WAT TE DOEN
Kun je de regels uit de lijst hieronder letterlijk overschrijven, beginnend bij de regel met "the snake lip" en eindigend bij de regel met "xmin=0 ymin=0 xmax=274 ymax=30", beide regels inbegrepen? Laat de afbeeldingen daarbij weg.

GEGEVENSRECORDS
- - - - - - -

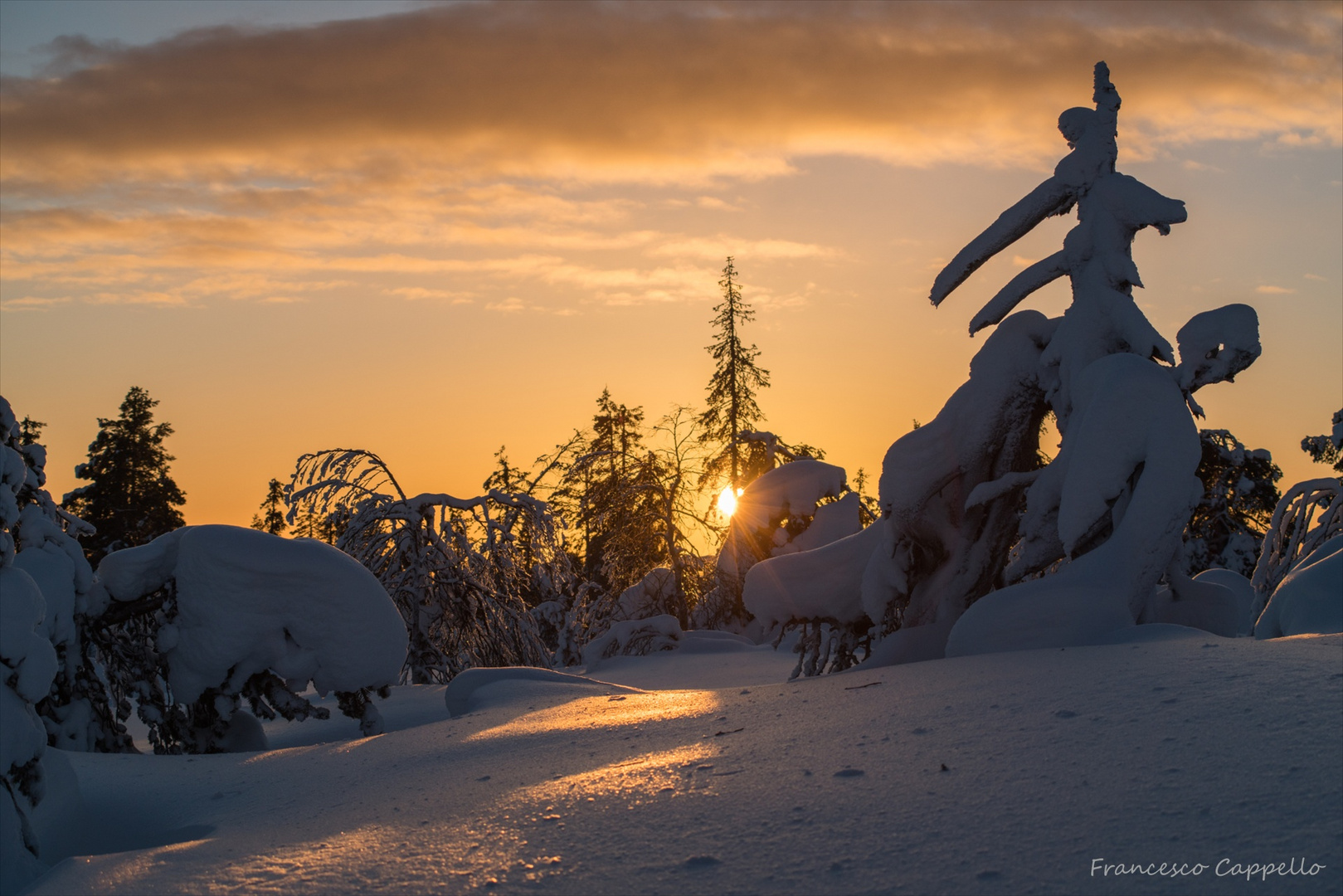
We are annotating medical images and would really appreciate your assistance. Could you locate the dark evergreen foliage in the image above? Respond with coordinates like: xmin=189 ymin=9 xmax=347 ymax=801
xmin=251 ymin=480 xmax=287 ymax=534
xmin=61 ymin=386 xmax=187 ymax=567
xmin=699 ymin=256 xmax=770 ymax=489
xmin=1300 ymin=411 xmax=1343 ymax=473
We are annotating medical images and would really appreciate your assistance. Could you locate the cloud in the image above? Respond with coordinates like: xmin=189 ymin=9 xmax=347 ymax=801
xmin=0 ymin=2 xmax=1343 ymax=188
xmin=694 ymin=196 xmax=742 ymax=211
xmin=0 ymin=2 xmax=1343 ymax=310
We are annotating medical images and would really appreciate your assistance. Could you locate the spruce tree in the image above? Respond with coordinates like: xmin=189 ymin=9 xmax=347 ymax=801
xmin=251 ymin=480 xmax=285 ymax=534
xmin=1185 ymin=430 xmax=1282 ymax=577
xmin=699 ymin=256 xmax=770 ymax=490
xmin=61 ymin=386 xmax=187 ymax=566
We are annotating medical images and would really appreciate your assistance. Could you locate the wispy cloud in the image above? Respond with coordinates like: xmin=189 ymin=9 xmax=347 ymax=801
xmin=0 ymin=2 xmax=1343 ymax=185
xmin=0 ymin=2 xmax=1343 ymax=310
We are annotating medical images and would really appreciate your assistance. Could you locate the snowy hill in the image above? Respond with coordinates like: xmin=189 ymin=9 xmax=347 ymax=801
xmin=21 ymin=625 xmax=1343 ymax=894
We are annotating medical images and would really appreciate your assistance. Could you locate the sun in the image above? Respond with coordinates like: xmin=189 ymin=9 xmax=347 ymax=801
xmin=718 ymin=485 xmax=742 ymax=517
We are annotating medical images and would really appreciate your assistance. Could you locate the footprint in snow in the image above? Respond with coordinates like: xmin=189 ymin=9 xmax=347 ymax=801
xmin=685 ymin=855 xmax=723 ymax=870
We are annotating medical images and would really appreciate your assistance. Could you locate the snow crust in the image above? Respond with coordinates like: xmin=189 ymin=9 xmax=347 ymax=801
xmin=21 ymin=625 xmax=1343 ymax=896
xmin=443 ymin=666 xmax=642 ymax=718
xmin=583 ymin=614 xmax=682 ymax=669
xmin=611 ymin=567 xmax=675 ymax=621
xmin=1254 ymin=536 xmax=1343 ymax=638
xmin=98 ymin=525 xmax=407 ymax=703
xmin=742 ymin=519 xmax=885 ymax=638
xmin=718 ymin=457 xmax=859 ymax=580
xmin=946 ymin=353 xmax=1202 ymax=657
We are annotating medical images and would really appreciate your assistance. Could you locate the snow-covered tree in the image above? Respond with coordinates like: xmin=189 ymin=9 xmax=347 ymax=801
xmin=746 ymin=63 xmax=1260 ymax=661
xmin=0 ymin=399 xmax=133 ymax=752
xmin=61 ymin=386 xmax=187 ymax=564
xmin=698 ymin=256 xmax=770 ymax=502
xmin=86 ymin=525 xmax=406 ymax=753
xmin=289 ymin=449 xmax=558 ymax=684
xmin=551 ymin=390 xmax=664 ymax=594
xmin=251 ymin=480 xmax=292 ymax=538
xmin=1185 ymin=430 xmax=1282 ymax=577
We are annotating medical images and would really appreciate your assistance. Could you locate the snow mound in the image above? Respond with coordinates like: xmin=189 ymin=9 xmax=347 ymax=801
xmin=612 ymin=567 xmax=675 ymax=619
xmin=1254 ymin=536 xmax=1343 ymax=638
xmin=443 ymin=666 xmax=644 ymax=718
xmin=98 ymin=525 xmax=407 ymax=703
xmin=583 ymin=614 xmax=684 ymax=669
xmin=742 ymin=521 xmax=883 ymax=635
xmin=0 ymin=564 xmax=56 ymax=892
xmin=679 ymin=629 xmax=757 ymax=653
xmin=732 ymin=458 xmax=844 ymax=529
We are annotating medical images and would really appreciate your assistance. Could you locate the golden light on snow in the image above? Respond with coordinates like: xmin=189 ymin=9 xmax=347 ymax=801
xmin=718 ymin=485 xmax=742 ymax=516
xmin=466 ymin=690 xmax=720 ymax=743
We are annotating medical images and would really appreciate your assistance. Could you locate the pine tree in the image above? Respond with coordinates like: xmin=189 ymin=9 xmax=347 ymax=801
xmin=1300 ymin=411 xmax=1343 ymax=473
xmin=555 ymin=390 xmax=662 ymax=594
xmin=1185 ymin=430 xmax=1282 ymax=577
xmin=699 ymin=256 xmax=770 ymax=490
xmin=251 ymin=480 xmax=285 ymax=534
xmin=61 ymin=386 xmax=187 ymax=566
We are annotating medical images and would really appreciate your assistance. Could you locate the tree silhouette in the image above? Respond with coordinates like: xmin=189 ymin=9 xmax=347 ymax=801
xmin=251 ymin=480 xmax=285 ymax=534
xmin=61 ymin=386 xmax=187 ymax=566
xmin=699 ymin=256 xmax=770 ymax=490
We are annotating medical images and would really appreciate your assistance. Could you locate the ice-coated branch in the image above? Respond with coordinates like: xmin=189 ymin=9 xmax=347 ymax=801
xmin=1250 ymin=478 xmax=1343 ymax=607
xmin=928 ymin=178 xmax=1077 ymax=305
xmin=970 ymin=251 xmax=1068 ymax=336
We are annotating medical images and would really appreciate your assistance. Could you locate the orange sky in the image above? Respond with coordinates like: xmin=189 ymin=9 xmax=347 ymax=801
xmin=0 ymin=2 xmax=1343 ymax=523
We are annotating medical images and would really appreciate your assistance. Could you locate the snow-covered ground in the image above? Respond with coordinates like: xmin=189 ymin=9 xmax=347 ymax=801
xmin=21 ymin=625 xmax=1343 ymax=894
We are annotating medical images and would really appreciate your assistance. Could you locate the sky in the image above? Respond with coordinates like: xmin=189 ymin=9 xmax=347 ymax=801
xmin=0 ymin=0 xmax=1343 ymax=523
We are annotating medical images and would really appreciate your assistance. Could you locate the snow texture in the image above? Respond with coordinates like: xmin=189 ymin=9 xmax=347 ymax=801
xmin=583 ymin=616 xmax=684 ymax=669
xmin=0 ymin=564 xmax=56 ymax=892
xmin=862 ymin=312 xmax=1057 ymax=627
xmin=1254 ymin=536 xmax=1343 ymax=638
xmin=611 ymin=567 xmax=675 ymax=622
xmin=946 ymin=354 xmax=1202 ymax=655
xmin=742 ymin=515 xmax=883 ymax=638
xmin=443 ymin=666 xmax=644 ymax=718
xmin=98 ymin=525 xmax=407 ymax=703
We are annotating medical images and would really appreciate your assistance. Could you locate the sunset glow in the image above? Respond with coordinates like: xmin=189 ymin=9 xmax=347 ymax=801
xmin=0 ymin=2 xmax=1343 ymax=523
xmin=718 ymin=485 xmax=742 ymax=517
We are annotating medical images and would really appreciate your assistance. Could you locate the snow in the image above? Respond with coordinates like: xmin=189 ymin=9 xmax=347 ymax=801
xmin=583 ymin=614 xmax=682 ymax=669
xmin=742 ymin=519 xmax=885 ymax=638
xmin=23 ymin=625 xmax=1343 ymax=894
xmin=443 ymin=666 xmax=642 ymax=718
xmin=732 ymin=458 xmax=844 ymax=529
xmin=0 ymin=567 xmax=56 ymax=892
xmin=98 ymin=525 xmax=407 ymax=703
xmin=1254 ymin=536 xmax=1343 ymax=638
xmin=612 ymin=567 xmax=675 ymax=621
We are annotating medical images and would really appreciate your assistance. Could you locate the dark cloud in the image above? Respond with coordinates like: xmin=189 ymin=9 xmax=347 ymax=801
xmin=0 ymin=2 xmax=1343 ymax=185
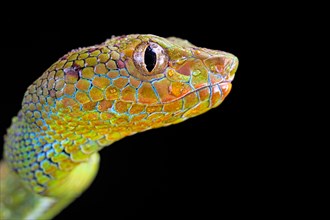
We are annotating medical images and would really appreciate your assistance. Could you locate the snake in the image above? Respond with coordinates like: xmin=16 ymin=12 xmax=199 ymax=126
xmin=0 ymin=34 xmax=238 ymax=219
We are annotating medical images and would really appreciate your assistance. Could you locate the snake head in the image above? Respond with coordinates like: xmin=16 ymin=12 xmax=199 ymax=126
xmin=108 ymin=35 xmax=238 ymax=124
xmin=22 ymin=34 xmax=238 ymax=146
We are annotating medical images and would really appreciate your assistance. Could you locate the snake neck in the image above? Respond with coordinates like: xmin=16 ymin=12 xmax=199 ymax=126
xmin=0 ymin=154 xmax=99 ymax=220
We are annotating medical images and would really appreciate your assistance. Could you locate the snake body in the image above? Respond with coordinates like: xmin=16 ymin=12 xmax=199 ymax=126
xmin=0 ymin=34 xmax=238 ymax=219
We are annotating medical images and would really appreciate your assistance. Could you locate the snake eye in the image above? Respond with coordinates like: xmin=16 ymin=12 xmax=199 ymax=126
xmin=133 ymin=42 xmax=168 ymax=75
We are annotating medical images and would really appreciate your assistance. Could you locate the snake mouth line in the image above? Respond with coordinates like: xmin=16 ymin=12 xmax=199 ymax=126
xmin=160 ymin=81 xmax=231 ymax=104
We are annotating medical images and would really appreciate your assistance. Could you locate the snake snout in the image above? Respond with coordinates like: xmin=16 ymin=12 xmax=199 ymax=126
xmin=204 ymin=52 xmax=238 ymax=81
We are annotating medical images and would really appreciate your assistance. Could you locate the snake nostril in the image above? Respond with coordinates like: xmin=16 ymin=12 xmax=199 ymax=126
xmin=204 ymin=56 xmax=226 ymax=74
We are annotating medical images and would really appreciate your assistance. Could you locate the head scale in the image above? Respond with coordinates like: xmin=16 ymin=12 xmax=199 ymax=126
xmin=23 ymin=35 xmax=238 ymax=145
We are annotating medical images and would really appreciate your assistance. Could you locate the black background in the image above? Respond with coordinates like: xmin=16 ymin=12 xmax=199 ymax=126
xmin=0 ymin=9 xmax=285 ymax=219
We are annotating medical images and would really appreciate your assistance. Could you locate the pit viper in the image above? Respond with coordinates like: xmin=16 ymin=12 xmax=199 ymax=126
xmin=0 ymin=34 xmax=238 ymax=219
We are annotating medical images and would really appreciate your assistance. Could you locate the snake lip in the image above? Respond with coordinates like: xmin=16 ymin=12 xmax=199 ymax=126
xmin=161 ymin=80 xmax=231 ymax=104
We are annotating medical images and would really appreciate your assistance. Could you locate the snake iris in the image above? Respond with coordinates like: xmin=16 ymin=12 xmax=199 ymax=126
xmin=0 ymin=34 xmax=238 ymax=219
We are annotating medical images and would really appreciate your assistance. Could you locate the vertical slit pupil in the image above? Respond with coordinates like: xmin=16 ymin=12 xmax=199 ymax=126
xmin=144 ymin=46 xmax=157 ymax=72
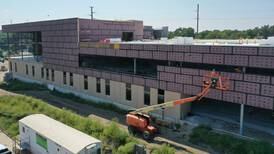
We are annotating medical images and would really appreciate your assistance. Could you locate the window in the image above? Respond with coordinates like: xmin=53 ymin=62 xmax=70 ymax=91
xmin=46 ymin=68 xmax=49 ymax=80
xmin=158 ymin=89 xmax=165 ymax=104
xmin=51 ymin=70 xmax=54 ymax=81
xmin=36 ymin=133 xmax=48 ymax=150
xmin=144 ymin=87 xmax=150 ymax=105
xmin=14 ymin=63 xmax=17 ymax=72
xmin=69 ymin=73 xmax=73 ymax=86
xmin=9 ymin=62 xmax=12 ymax=72
xmin=31 ymin=66 xmax=35 ymax=76
xmin=26 ymin=65 xmax=29 ymax=75
xmin=126 ymin=83 xmax=131 ymax=101
xmin=84 ymin=75 xmax=88 ymax=90
xmin=105 ymin=80 xmax=110 ymax=96
xmin=96 ymin=78 xmax=101 ymax=93
xmin=41 ymin=67 xmax=45 ymax=79
xmin=63 ymin=72 xmax=67 ymax=84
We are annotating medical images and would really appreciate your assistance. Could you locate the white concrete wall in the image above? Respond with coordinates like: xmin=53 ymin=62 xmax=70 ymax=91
xmin=11 ymin=59 xmax=190 ymax=121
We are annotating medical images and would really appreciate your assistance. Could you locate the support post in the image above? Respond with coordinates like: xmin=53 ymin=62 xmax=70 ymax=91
xmin=240 ymin=104 xmax=244 ymax=135
xmin=133 ymin=58 xmax=136 ymax=74
xmin=162 ymin=108 xmax=165 ymax=120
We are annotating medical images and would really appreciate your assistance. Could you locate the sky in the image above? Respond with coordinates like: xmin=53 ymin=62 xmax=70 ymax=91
xmin=0 ymin=0 xmax=274 ymax=30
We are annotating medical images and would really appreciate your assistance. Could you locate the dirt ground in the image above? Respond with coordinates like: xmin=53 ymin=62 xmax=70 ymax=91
xmin=21 ymin=91 xmax=208 ymax=154
xmin=0 ymin=130 xmax=13 ymax=151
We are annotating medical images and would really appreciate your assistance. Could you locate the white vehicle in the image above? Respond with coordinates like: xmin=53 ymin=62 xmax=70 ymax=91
xmin=0 ymin=144 xmax=11 ymax=154
xmin=19 ymin=114 xmax=101 ymax=154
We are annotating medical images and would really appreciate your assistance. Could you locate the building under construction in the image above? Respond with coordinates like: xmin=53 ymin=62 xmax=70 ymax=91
xmin=2 ymin=18 xmax=274 ymax=134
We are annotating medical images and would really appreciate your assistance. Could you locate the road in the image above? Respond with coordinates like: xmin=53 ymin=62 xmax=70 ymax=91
xmin=21 ymin=91 xmax=208 ymax=154
xmin=0 ymin=86 xmax=208 ymax=154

- - - - - - -

UITGEWERKTE OPLOSSING
We are annotating medical images and would really appreciate your assistance. Could you locate the snake lip in the image above? Respond with coordinates like: xmin=16 ymin=12 xmax=199 ymax=126
xmin=161 ymin=80 xmax=231 ymax=104
We are annotating medical images and would really appreciate your assistance. Could you locate the snake iris in the image above? Respond with coordinates like: xmin=16 ymin=12 xmax=199 ymax=126
xmin=0 ymin=34 xmax=238 ymax=219
We are annotating medical images and would really appreciate your assistance. Could you locate the vertical slit pupil in the image above? Respond with coordinates like: xmin=16 ymin=12 xmax=199 ymax=126
xmin=144 ymin=46 xmax=157 ymax=72
We are annotating medical images and would really appreciate your assistance. Could you locate the window in the image above? Respond with coordinates like: xmin=53 ymin=62 xmax=70 ymax=91
xmin=46 ymin=68 xmax=49 ymax=80
xmin=158 ymin=89 xmax=165 ymax=104
xmin=51 ymin=70 xmax=54 ymax=81
xmin=36 ymin=133 xmax=48 ymax=150
xmin=144 ymin=87 xmax=150 ymax=105
xmin=14 ymin=63 xmax=17 ymax=72
xmin=69 ymin=73 xmax=73 ymax=86
xmin=9 ymin=62 xmax=12 ymax=72
xmin=31 ymin=66 xmax=35 ymax=76
xmin=26 ymin=65 xmax=29 ymax=75
xmin=126 ymin=83 xmax=131 ymax=101
xmin=84 ymin=75 xmax=88 ymax=90
xmin=105 ymin=80 xmax=110 ymax=96
xmin=96 ymin=78 xmax=101 ymax=93
xmin=41 ymin=67 xmax=45 ymax=79
xmin=63 ymin=72 xmax=67 ymax=84
We are annotating medical images and would really appreciate your assistance. Could you locate the white concrete wall in the image above? Respond with coordinates like: xmin=53 ymin=62 xmax=70 ymax=91
xmin=11 ymin=59 xmax=190 ymax=121
We are annotating medical images and would really appreciate your assistance. Could you locate the support post in the image above? Respond with coordinates like: xmin=53 ymin=62 xmax=70 ymax=91
xmin=240 ymin=104 xmax=244 ymax=135
xmin=133 ymin=58 xmax=136 ymax=74
xmin=162 ymin=108 xmax=165 ymax=120
We are annotating medical images and would really appreciate your assistance. Could you locate the sky in the image above? Respond with coordinates like: xmin=53 ymin=62 xmax=70 ymax=91
xmin=0 ymin=0 xmax=274 ymax=30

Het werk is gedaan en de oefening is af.